START Recorded data

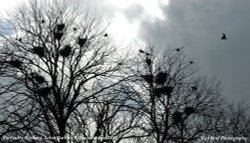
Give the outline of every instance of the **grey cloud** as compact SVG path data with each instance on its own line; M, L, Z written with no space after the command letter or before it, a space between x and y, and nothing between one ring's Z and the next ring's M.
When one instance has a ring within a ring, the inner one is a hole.
M140 36L163 48L184 46L201 72L222 81L226 97L243 99L250 94L249 6L249 0L170 0L162 7L166 21L143 20ZM220 40L222 32L228 40Z

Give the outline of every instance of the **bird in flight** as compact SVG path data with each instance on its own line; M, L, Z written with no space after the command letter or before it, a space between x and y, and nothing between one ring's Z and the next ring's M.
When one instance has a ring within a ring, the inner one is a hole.
M226 34L225 34L225 33L222 33L221 40L227 40L227 37L226 37Z

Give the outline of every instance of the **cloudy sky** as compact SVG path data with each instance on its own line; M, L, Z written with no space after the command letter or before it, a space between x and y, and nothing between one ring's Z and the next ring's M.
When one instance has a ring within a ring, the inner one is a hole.
M0 2L0 12L23 0ZM183 49L201 73L216 76L229 100L250 103L250 0L71 0L112 21L124 44L148 40ZM228 40L220 40L222 33Z

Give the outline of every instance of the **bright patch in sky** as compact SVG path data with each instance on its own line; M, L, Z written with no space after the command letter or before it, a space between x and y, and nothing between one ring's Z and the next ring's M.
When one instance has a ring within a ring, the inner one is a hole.
M160 4L167 5L168 0L108 0L111 5L120 9L126 9L131 5L140 5L144 8L147 15L164 20Z
M144 18L149 20L159 19L165 20L161 6L168 5L169 0L108 0L108 3L115 9L114 21L110 25L112 34L118 41L128 44L136 39L139 30L140 21ZM130 6L139 5L143 8L144 13L138 19L128 21L123 11L129 9Z
M138 28L138 22L129 23L123 13L117 12L108 30L118 42L128 44L136 38Z

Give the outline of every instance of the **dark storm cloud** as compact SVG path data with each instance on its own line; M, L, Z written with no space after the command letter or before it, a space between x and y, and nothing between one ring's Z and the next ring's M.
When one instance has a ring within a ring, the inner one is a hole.
M185 47L206 75L222 81L230 99L250 95L250 1L170 0L166 20L144 19L140 36L167 47ZM222 32L228 40L220 40ZM249 100L250 101L250 100Z
M146 12L136 4L121 10L106 0L78 2L108 18L119 11L130 22L139 20L139 39L162 48L184 46L202 74L222 82L224 96L250 96L250 0L170 0L161 6L165 20L143 16ZM228 40L220 40L222 33Z

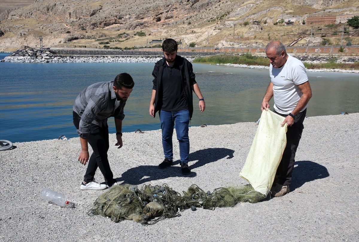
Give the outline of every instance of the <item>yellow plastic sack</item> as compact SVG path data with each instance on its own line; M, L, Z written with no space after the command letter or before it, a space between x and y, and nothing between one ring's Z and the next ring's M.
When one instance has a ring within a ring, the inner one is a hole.
M268 110L262 112L258 128L239 177L266 196L286 144L284 118Z

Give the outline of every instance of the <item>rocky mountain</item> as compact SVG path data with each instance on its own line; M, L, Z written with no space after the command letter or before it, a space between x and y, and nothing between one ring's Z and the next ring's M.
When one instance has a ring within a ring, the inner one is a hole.
M0 50L39 46L40 38L44 46L51 47L97 47L107 42L123 48L174 37L197 46L239 42L261 45L270 36L286 34L273 25L282 19L300 26L308 16L356 14L357 4L357 0L34 0L1 11ZM261 24L253 25L255 20Z

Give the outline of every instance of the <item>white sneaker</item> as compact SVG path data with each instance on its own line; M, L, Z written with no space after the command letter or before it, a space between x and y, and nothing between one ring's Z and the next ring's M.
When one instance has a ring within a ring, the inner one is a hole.
M86 184L83 182L80 188L81 190L103 190L107 187L106 185L100 184L94 180Z

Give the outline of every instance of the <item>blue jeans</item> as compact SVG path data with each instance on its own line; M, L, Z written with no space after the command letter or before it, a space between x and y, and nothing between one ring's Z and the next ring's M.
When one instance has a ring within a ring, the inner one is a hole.
M189 111L188 110L176 112L160 110L159 115L164 157L171 160L173 159L172 136L174 126L176 129L177 139L180 143L181 163L187 163L190 154L190 139L188 136Z

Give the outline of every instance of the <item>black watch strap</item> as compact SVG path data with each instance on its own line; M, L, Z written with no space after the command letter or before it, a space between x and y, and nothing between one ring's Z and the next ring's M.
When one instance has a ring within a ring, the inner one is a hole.
M297 115L293 115L293 114L292 114L292 113L289 113L289 115L289 115L289 116L290 116L290 117L292 117L292 118L293 118L294 119L295 119L296 118L297 118Z

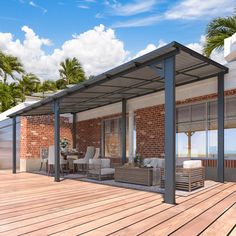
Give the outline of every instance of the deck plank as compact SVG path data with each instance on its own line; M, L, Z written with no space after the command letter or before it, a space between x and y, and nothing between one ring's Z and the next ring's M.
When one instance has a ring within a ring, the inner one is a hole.
M230 219L230 220L229 220ZM225 236L236 226L236 203L210 225L201 236Z
M216 183L177 205L163 195L0 171L0 236L234 235L236 183Z
M208 225L214 222L221 214L226 212L233 204L235 204L236 193L227 196L221 202L216 204L213 208L210 208L206 212L203 212L194 220L190 221L188 224L181 227L172 235L180 236L180 235L198 235L203 230L205 230Z

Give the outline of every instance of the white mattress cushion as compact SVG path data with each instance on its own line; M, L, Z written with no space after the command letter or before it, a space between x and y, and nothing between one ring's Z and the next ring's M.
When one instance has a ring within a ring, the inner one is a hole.
M110 168L111 160L110 159L101 159L102 168Z
M198 168L202 167L201 160L188 160L183 162L183 168Z
M73 161L74 164L87 164L88 160L83 159L78 159Z
M101 175L112 175L115 173L114 168L102 168L101 169Z

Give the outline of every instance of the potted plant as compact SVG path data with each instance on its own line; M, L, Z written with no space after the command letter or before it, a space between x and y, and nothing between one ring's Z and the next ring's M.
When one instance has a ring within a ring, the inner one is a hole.
M143 164L143 159L139 153L136 153L136 156L134 158L134 163L136 166L141 167Z

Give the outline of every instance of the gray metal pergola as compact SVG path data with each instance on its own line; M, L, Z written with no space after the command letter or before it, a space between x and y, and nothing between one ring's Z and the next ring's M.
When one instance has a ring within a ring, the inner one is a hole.
M165 90L165 202L175 203L175 87L218 79L218 181L224 182L224 74L228 68L172 42L94 79L65 89L9 117L13 119L13 173L16 173L16 117L54 114L55 181L60 181L60 114L76 114L122 102L122 162L126 161L127 100ZM76 142L75 132L73 143Z

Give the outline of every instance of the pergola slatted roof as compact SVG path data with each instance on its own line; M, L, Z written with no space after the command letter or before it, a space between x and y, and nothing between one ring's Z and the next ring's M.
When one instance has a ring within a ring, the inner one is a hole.
M9 116L53 114L55 100L60 102L60 113L78 113L164 90L163 60L173 55L176 86L228 72L227 67L172 42Z

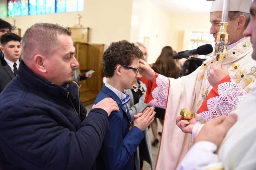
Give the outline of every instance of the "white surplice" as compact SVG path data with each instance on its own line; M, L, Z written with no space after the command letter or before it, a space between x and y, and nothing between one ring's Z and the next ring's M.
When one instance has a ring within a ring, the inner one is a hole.
M217 150L210 142L200 142L192 147L178 169L256 169L256 83L231 113L237 121L228 132Z

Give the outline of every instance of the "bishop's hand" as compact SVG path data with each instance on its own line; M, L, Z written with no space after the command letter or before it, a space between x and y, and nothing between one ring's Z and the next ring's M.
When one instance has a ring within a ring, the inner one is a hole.
M188 120L183 120L182 116L179 115L176 119L176 124L184 133L192 133L193 128L198 121L194 118Z

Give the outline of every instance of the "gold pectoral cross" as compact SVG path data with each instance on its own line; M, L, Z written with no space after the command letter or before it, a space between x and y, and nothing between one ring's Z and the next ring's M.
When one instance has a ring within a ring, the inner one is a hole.
M208 88L205 90L205 92L204 94L202 95L202 97L203 98L203 103L204 101L204 100L205 100L206 97L207 97L207 93L208 92Z
M129 121L129 123L130 123L130 126L129 127L129 130L130 130L132 128L132 126L133 126L132 125L132 124L131 124L131 121Z

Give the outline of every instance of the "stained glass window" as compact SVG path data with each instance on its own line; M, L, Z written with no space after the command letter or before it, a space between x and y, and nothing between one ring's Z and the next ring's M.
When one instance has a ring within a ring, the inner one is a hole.
M8 0L8 16L83 11L84 0Z

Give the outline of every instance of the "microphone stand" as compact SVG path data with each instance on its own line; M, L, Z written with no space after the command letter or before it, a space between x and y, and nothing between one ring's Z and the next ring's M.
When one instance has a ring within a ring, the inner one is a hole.
M229 0L224 0L222 22L219 23L221 28L217 34L215 43L216 64L219 67L221 66L222 60L225 58L227 48L230 42L228 39L228 34L227 32L227 26L228 24L227 21L229 6Z
M192 59L195 60L200 60L200 61L203 61L203 62L206 60L206 59L205 58L197 58L196 57L192 57L191 56L189 56L187 58L186 57L184 57L184 58L186 58L188 60Z

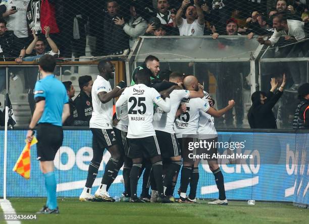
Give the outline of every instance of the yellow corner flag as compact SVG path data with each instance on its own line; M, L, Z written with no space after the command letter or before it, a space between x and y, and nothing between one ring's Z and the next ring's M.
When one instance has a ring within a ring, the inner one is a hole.
M27 141L27 140L26 140ZM31 145L36 144L37 140L35 136L33 137L31 142L26 142L26 144L19 158L17 160L13 171L16 172L22 177L29 179L30 178L30 147Z

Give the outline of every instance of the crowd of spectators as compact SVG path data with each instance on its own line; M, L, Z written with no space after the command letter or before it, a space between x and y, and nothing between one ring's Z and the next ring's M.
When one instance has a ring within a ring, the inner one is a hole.
M272 57L308 57L308 9L309 0L2 0L0 60L79 58L87 36L95 40L93 56L122 54L142 35L246 35L273 46ZM296 91L306 70L288 65ZM37 72L28 72L30 92ZM0 92L6 78L0 68Z
M305 30L308 8L308 0L2 0L0 17L18 39L10 47L27 50L1 58L27 57L38 39L60 57L78 58L85 55L87 35L96 37L96 56L122 54L144 35L271 36L274 15L283 12Z

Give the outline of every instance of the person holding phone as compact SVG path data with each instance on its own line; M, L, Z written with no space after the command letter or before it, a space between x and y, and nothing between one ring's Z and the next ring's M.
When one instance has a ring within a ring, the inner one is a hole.
M8 30L22 40L28 41L27 8L30 0L2 0L0 3L0 15L7 20Z

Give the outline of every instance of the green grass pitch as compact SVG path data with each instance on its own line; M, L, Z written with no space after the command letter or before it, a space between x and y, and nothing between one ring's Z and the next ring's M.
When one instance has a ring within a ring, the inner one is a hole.
M45 202L41 198L9 198L18 214L35 214ZM198 204L134 204L79 202L58 198L60 214L37 215L32 221L44 223L309 223L309 209L291 203L229 201L228 206ZM1 211L0 212L2 212ZM3 219L0 223L5 223Z

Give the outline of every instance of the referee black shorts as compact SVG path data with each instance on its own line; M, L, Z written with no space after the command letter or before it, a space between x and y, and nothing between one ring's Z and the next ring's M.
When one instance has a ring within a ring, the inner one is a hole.
M48 123L39 123L37 129L37 159L40 161L53 161L58 149L62 145L62 127Z
M128 154L129 153L129 141L127 138L128 132L121 131L116 128L114 128L114 131L116 135L117 144L120 146L122 154L126 155L126 156L128 157Z
M152 158L161 154L156 136L128 139L129 158Z
M93 150L104 149L117 144L113 129L90 128L90 130L92 133Z
M181 155L179 143L175 134L162 131L156 131L162 157L168 158Z

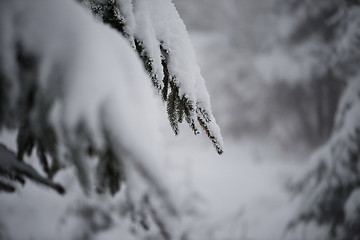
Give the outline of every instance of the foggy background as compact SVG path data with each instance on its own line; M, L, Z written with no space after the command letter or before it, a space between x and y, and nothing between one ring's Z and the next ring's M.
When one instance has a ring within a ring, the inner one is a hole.
M174 137L163 119L166 171L182 196L194 239L321 236L321 229L311 227L286 231L297 207L286 186L329 137L343 83L331 74L310 79L311 63L303 54L309 48L292 36L296 16L282 15L279 1L174 3L189 31L225 141L225 153L218 156L205 136L195 137L181 126ZM11 138L2 134L14 142ZM62 219L74 197L65 198L32 184L15 196L1 195L0 229L12 239L52 239L48 237L54 232L64 231L62 225L71 225ZM73 228L65 227L65 232Z

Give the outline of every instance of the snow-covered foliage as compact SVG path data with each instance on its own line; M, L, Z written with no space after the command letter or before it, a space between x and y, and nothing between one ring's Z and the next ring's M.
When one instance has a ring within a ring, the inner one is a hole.
M314 22L327 20L320 23L319 27L324 27L320 35L313 29L308 32L304 26L302 28L302 33L312 35L313 41L326 43L321 47L328 58L326 64L320 61L321 57L314 58L315 62L346 82L346 88L338 104L330 138L313 154L307 173L293 186L295 192L301 193L300 208L290 226L315 222L328 229L329 238L358 239L360 6L354 1L320 1L304 6L303 18L308 16Z
M328 226L336 239L360 234L359 142L360 79L355 78L340 101L333 135L312 156L307 174L293 186L301 195L299 215L292 224L315 221Z
M158 164L157 99L144 63L175 133L185 118L223 151L185 26L167 0L84 4L111 26L73 1L0 2L0 127L18 130L16 157L1 145L1 173L62 192L52 179L73 166L88 195L126 183L133 219L150 218L172 239L177 208ZM25 163L34 148L47 179Z
M201 127L217 152L223 152L220 129L185 25L169 0L82 0L104 23L126 37L141 57L153 85L167 105L175 134L185 120L195 134Z

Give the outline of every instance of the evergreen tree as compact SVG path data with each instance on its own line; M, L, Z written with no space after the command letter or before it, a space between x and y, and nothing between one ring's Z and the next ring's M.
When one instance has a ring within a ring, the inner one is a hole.
M314 68L313 74L325 68L346 84L331 136L313 154L307 173L292 185L300 208L289 227L314 222L328 229L327 239L359 239L360 5L291 1L288 7L301 16L292 39L310 39L317 50L312 55L315 66L325 66ZM311 81L314 75L309 76Z
M17 130L16 153L0 145L0 189L28 177L64 193L53 178L74 167L87 194L125 182L132 218L171 239L150 79L175 134L185 119L223 152L185 26L170 0L81 2L0 1L0 129ZM26 163L34 149L47 178Z

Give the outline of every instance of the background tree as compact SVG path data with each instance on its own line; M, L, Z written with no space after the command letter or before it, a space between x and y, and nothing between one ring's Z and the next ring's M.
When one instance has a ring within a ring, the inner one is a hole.
M331 129L326 143L313 154L307 173L292 186L299 194L300 208L289 227L315 222L328 229L330 239L359 239L360 6L357 1L287 4L286 10L300 16L292 42L306 40L311 46L309 81L315 83L318 96L319 131ZM336 102L344 84L335 120L328 121L326 111L334 111L329 99Z

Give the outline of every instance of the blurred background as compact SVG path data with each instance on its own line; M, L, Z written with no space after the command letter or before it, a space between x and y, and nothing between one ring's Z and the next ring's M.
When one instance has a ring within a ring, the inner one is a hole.
M297 208L286 186L329 138L344 88L342 78L319 64L329 59L321 47L331 35L324 23L328 15L304 21L296 1L174 3L225 141L225 153L218 156L205 136L194 137L182 126L174 137L163 119L164 171L177 186L188 232L197 240L317 239L320 228L286 231ZM11 134L2 138L9 141ZM28 185L15 197L0 196L7 219L0 224L3 236L57 239L48 236L73 231L71 222L63 223L73 197L63 201L54 195ZM39 223L49 227L40 230ZM125 236L119 225L119 239L138 239ZM93 238L112 239L109 232Z

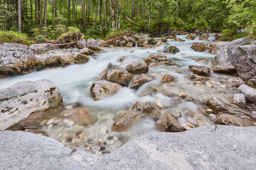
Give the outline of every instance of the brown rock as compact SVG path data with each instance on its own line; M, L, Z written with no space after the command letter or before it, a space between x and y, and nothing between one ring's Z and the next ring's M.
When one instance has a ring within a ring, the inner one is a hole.
M93 118L89 114L89 110L86 108L78 107L64 110L60 115L71 120L75 124L81 125L87 125L94 122Z
M123 86L128 86L133 75L119 66L109 63L107 67L107 77L110 81Z
M164 82L169 82L173 81L174 80L174 77L170 74L165 74L163 76L162 81Z
M179 123L170 113L161 115L156 124L156 128L159 131L174 132L180 130Z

END Recorded data

What is required. Please rewrite the lines from the one containing "Give the outline of every instance of the **cloudy" up to and including the one containing "M0 2L0 12L23", replacing "cloudy sky" with "overcast sky" and keeping everything else the same.

Answer in full.
Give the outline of every instance of the **overcast sky** as compact SVG path data with each instance on its own line; M, L, Z written with no space after the command letter or before it, a space between x and y, and nothing between one ring's Z and the next ring's M.
When one instance has a ring within a ring, the inner one is a hole.
M0 2L0 12L23 0ZM183 49L201 73L216 76L229 100L250 103L250 0L71 0L112 21L124 44L148 40ZM228 40L220 40L222 33Z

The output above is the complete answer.